Passage:
··········

16.) Lighter or water proof matches, or flint rod.
17.) Compass
18.) 550 cord (named after its tensile strength) or para cord. Google the number of uses for this stuff, you'll be amazed.

I'll address some of these items in the next few steps.

Step 2: Fire Is Important

When I made survival kits in the Army I had 5 different ways to make fire.

A fire will give you warmth when it's cold, chilly, and downright freezing outside.
A fire will provide you light during darkness so you can see to do other things.
A fire will allow you to cook your meals and boil water so you can consume them safely.
A fire will dry out your clothes when they've become wet so you won't get sick.
A fire will provide a way to signal for help, both, during darkness and daylight hours.
A fire will protect you from wild critters, they don't like fire.

So in short, add fire making devices to your comfort level.

Step 3: Organize the Kit

You'll want to place large items and items you wont need ready access to at the bottom of your kit.

In my case the jumper cables are large and would be cumbersome to move out of the way if I neede to get to the first-aid kit, so they'll go on the bottom.

Step 4: Communication Can Save a Life

Not many people know that "out-of-service" cell phones can still dial 911. Dig through that catch-all drawer and pull out that old Nokia 5100 series and throw it in your kit.

··········

Given information:
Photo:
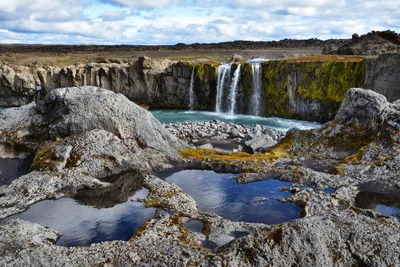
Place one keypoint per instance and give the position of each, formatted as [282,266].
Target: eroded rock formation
[308,88]
[334,232]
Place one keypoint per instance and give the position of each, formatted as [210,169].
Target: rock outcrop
[308,88]
[78,136]
[226,136]
[333,231]
[383,75]
[372,43]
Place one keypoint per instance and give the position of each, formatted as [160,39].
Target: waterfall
[224,71]
[257,84]
[191,91]
[233,91]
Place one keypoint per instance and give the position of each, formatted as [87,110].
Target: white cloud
[147,4]
[190,21]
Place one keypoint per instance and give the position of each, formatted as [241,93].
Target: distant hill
[372,43]
[235,45]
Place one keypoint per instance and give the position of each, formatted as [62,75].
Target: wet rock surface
[226,135]
[333,231]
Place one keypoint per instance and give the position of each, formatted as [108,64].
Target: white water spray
[191,91]
[224,71]
[257,88]
[233,91]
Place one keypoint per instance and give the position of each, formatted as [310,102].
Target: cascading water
[233,91]
[224,71]
[256,98]
[191,91]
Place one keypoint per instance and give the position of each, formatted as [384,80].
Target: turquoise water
[171,116]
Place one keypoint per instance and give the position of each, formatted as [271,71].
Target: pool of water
[219,193]
[82,225]
[385,204]
[170,116]
[11,169]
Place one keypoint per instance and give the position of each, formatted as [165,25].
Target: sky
[165,22]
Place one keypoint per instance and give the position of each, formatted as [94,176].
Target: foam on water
[171,116]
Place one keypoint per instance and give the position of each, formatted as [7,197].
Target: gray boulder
[382,75]
[261,144]
[79,109]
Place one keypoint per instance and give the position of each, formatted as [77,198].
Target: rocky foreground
[81,136]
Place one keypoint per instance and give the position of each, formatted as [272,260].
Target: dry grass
[324,58]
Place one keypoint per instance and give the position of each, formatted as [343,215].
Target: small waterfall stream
[191,91]
[257,84]
[224,72]
[233,90]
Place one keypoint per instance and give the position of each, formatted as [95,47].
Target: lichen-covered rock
[75,110]
[361,107]
[87,134]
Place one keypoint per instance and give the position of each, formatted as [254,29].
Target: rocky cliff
[311,88]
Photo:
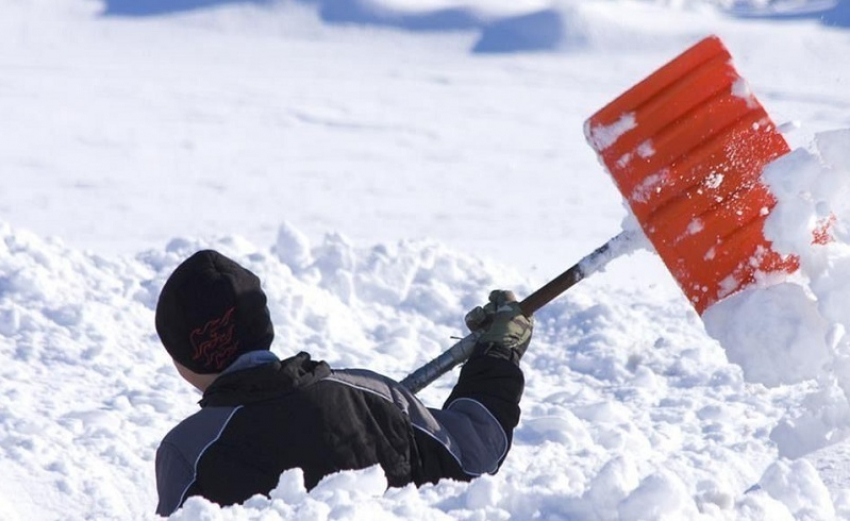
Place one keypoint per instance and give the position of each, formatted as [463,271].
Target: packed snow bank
[630,410]
[795,330]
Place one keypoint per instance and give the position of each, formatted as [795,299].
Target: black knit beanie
[211,311]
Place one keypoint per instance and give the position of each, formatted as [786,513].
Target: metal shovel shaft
[623,243]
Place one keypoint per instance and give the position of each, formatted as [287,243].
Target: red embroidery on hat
[214,343]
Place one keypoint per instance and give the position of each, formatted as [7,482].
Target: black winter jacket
[259,421]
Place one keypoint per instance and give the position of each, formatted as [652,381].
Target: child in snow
[261,415]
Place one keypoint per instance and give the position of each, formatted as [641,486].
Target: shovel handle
[624,242]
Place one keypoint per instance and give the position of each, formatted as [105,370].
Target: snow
[382,165]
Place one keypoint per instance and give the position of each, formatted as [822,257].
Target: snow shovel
[686,147]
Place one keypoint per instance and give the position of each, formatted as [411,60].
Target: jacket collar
[262,377]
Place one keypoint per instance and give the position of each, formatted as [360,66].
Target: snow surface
[383,164]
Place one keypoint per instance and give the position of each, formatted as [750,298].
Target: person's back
[261,416]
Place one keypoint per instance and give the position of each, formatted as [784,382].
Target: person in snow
[261,415]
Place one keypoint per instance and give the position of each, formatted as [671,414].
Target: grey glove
[504,331]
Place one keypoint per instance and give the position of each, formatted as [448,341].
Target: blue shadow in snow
[540,31]
[160,7]
[353,11]
[837,15]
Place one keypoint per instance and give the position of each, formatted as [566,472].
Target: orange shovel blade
[686,148]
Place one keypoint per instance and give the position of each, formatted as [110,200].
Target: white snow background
[383,164]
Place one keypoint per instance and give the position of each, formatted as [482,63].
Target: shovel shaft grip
[458,353]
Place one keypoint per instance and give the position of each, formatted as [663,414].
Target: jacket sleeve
[494,383]
[173,476]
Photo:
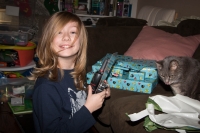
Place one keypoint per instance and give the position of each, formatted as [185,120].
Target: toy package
[129,74]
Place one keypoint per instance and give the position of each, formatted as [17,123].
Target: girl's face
[66,42]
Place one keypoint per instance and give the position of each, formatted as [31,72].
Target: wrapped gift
[144,86]
[129,74]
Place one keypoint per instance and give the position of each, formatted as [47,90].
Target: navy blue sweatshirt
[58,107]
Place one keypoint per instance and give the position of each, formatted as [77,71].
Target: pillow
[116,21]
[189,27]
[155,44]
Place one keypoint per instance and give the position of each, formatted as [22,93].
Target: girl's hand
[94,101]
[107,90]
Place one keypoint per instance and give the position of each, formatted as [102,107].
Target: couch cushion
[154,14]
[155,44]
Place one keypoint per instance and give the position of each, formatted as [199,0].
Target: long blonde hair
[47,57]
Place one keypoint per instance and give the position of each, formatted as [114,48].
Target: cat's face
[169,71]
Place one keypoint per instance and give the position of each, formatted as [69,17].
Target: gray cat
[182,74]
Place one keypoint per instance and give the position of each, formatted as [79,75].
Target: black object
[96,83]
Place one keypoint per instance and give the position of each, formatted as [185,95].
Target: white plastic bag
[180,113]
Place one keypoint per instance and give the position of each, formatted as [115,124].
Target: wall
[182,7]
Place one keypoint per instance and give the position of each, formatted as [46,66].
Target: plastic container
[14,35]
[25,54]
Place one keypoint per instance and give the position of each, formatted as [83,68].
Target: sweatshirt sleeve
[49,115]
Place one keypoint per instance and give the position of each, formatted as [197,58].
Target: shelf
[18,68]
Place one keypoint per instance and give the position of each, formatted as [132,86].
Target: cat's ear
[173,65]
[159,64]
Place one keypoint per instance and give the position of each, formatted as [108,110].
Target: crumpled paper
[181,113]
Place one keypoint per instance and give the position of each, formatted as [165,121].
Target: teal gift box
[129,74]
[144,86]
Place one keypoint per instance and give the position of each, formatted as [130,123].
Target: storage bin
[25,54]
[14,35]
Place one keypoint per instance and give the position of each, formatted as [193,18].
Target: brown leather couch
[110,39]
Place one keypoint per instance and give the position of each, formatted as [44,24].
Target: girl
[59,99]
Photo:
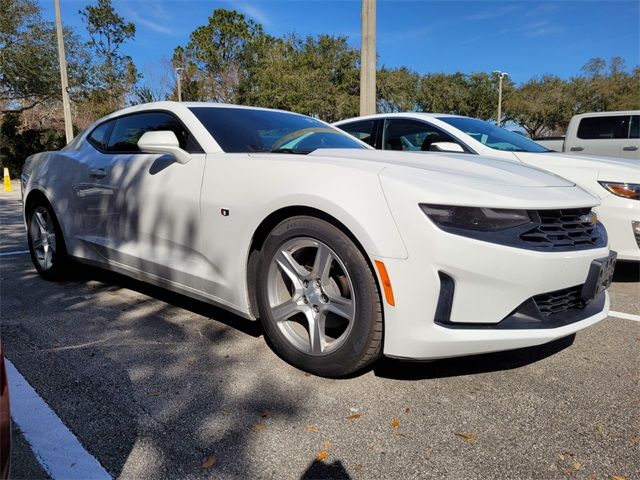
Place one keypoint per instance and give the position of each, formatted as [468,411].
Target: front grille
[566,228]
[560,300]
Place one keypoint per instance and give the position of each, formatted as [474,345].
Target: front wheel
[46,244]
[318,298]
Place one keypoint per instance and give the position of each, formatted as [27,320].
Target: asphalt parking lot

··········

Stated task:
Can you pick up the survival kit guide after its final sentence and keep writing it?

Answer to the task:
Don't have an extra phone? Grab a $20 pre-paid phone(w/ roaming), because $20 is cheap insurance.

Step 5: Put It All Together

This is the fun part where you get to put it all together.

Step 6: Make It Easy to See

If you are forgoing the reflective triangles you should at least get the $2 roll of reflective tape.
This is the same type of reflective material you see in traffic signs, this stuff really pops when you shine a light on it at night. This add-on will be great if your changing your tire in the dark.

Remember you can add and subtract anything you want from this basic kit, just make it work for you and your climate. For instance I added a shovel because I drive in the snow parts of the year. If I lived in Arizona I might add a gallon of water to this kit, you get the idea.

Hope you have fun making your emergency kit.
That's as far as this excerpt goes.